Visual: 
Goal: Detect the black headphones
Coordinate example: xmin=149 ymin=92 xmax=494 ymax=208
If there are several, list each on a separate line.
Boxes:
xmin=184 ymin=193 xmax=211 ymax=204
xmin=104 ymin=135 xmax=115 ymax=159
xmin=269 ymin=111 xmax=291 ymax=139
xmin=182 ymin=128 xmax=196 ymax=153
======
▶ **WHAT YOU WILL DO**
Exactly as it appears above, write out the complete listing.

▶ **SOLVED EXERCISE**
Visual: 
Goal: Detect the black headphones
Coordinate example: xmin=149 ymin=92 xmax=494 ymax=208
If there are several, list each on a separate line.
Boxes:
xmin=184 ymin=193 xmax=211 ymax=204
xmin=104 ymin=135 xmax=115 ymax=159
xmin=269 ymin=111 xmax=291 ymax=139
xmin=182 ymin=128 xmax=196 ymax=153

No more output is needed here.